##### Exercise materials #####

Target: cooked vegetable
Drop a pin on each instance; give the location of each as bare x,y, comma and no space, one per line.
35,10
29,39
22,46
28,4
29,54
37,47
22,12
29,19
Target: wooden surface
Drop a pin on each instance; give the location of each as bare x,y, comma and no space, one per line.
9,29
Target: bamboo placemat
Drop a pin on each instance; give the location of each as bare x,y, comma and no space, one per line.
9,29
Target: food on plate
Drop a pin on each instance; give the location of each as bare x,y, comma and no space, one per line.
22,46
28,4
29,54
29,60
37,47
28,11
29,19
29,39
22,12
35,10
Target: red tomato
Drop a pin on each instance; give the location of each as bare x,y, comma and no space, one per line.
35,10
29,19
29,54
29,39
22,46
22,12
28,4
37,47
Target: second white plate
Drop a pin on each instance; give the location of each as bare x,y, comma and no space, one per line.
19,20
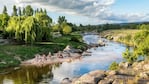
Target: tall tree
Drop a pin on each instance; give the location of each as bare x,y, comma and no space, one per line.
45,11
23,11
14,11
5,10
29,11
62,19
37,10
41,11
20,12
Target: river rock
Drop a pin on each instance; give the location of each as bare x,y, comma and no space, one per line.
106,81
146,66
69,49
92,77
143,75
66,81
124,65
112,72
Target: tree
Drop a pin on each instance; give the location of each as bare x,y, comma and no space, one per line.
113,66
23,11
13,25
129,56
30,27
44,23
62,19
45,11
41,11
4,21
5,10
14,11
20,12
29,10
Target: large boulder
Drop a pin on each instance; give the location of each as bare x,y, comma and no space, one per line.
69,49
66,81
146,66
124,65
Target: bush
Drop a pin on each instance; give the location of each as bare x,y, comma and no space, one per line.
113,66
129,56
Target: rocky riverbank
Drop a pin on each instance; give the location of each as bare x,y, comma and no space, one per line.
67,55
136,73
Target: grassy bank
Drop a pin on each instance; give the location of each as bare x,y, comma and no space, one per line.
121,35
11,54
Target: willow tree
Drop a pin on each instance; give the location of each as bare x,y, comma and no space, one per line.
14,11
12,25
66,29
29,10
30,28
45,23
142,41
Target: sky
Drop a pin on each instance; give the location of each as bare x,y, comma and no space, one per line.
88,11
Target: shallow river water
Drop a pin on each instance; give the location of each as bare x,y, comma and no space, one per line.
101,58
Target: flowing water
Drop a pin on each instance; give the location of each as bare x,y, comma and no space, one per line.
101,58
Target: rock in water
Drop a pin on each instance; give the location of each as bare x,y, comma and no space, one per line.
66,81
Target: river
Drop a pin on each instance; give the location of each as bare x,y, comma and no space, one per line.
101,58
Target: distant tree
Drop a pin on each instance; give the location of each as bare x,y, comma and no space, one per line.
5,10
20,12
4,21
62,19
14,13
37,10
41,11
67,29
44,23
129,56
30,27
29,10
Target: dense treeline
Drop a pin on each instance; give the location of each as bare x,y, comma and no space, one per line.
29,25
102,27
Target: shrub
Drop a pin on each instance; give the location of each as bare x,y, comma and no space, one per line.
113,66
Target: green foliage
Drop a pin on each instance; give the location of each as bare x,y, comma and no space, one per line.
45,24
129,56
142,41
113,66
19,11
4,21
5,10
67,29
62,19
28,11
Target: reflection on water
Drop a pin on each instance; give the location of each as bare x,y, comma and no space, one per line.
28,75
101,58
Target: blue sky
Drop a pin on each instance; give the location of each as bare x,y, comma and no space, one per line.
89,11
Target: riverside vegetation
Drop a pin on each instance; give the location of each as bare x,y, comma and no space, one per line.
27,32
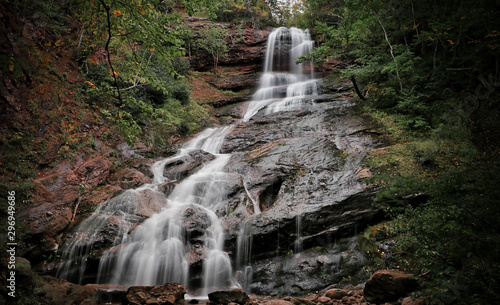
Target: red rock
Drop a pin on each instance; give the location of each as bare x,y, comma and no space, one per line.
93,172
324,299
51,210
129,178
388,286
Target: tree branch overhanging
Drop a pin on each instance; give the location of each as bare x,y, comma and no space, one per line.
113,72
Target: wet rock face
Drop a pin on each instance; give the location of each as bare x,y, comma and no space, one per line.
310,270
185,166
389,285
167,294
304,171
230,296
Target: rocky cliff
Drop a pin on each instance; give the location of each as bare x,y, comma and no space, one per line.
298,191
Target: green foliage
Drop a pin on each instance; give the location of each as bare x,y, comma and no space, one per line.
455,236
214,41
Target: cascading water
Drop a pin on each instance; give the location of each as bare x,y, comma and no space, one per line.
158,250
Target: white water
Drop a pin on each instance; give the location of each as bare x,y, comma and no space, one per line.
285,85
157,251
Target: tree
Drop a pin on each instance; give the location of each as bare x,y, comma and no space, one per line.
213,40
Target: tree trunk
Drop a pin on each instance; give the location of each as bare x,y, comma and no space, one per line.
358,92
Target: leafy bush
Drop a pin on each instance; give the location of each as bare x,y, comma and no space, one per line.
454,238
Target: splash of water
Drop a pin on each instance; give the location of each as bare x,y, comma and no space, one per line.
158,250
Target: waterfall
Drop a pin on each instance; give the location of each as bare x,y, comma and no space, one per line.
285,85
159,249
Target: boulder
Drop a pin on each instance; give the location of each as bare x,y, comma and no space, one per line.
167,294
24,276
410,301
230,296
183,166
336,294
389,285
61,292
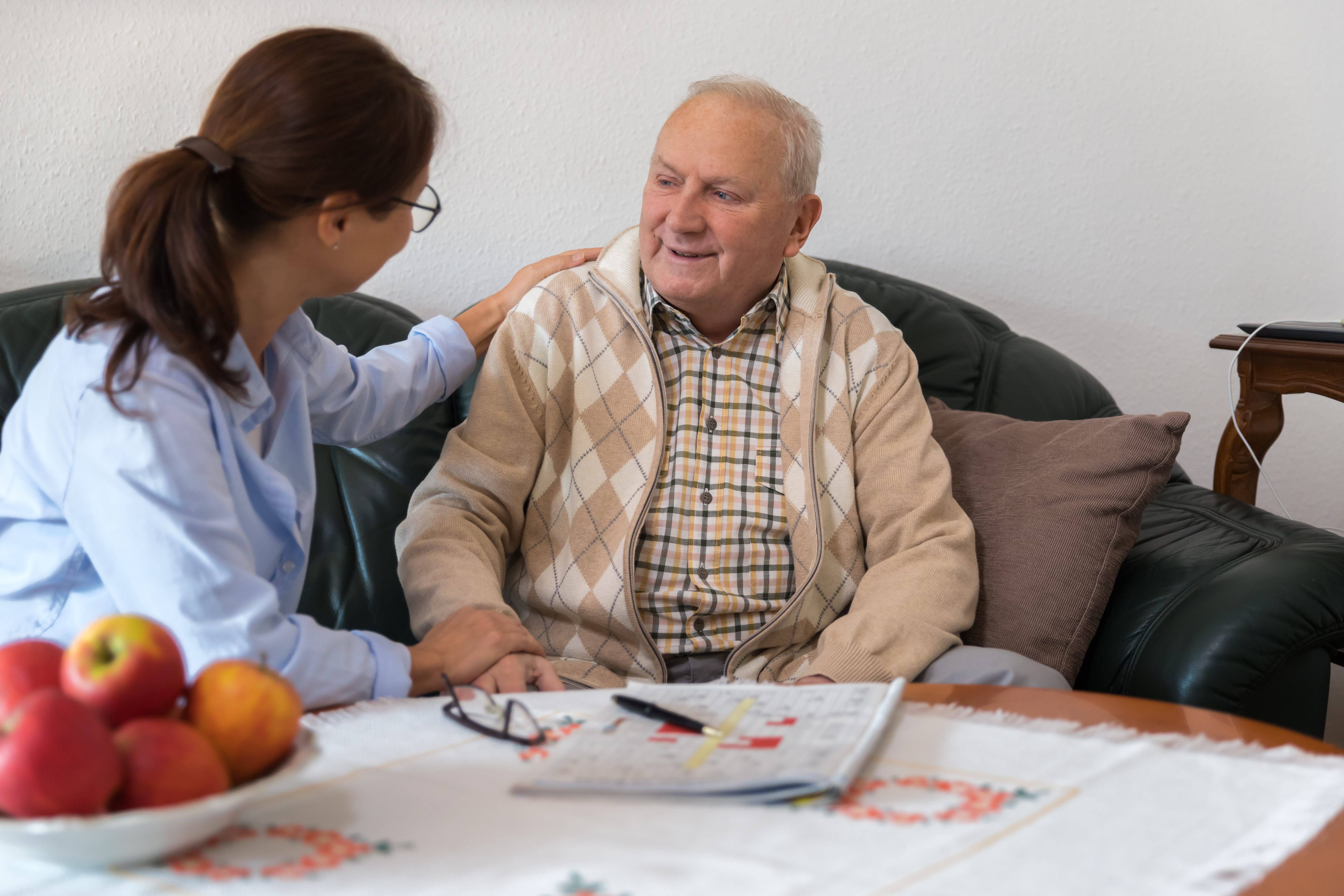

#####

Your objective:
Find each line above that contains the word "boulder", and copy those lines out.

Result below:
Target: large boulder
Target: boulder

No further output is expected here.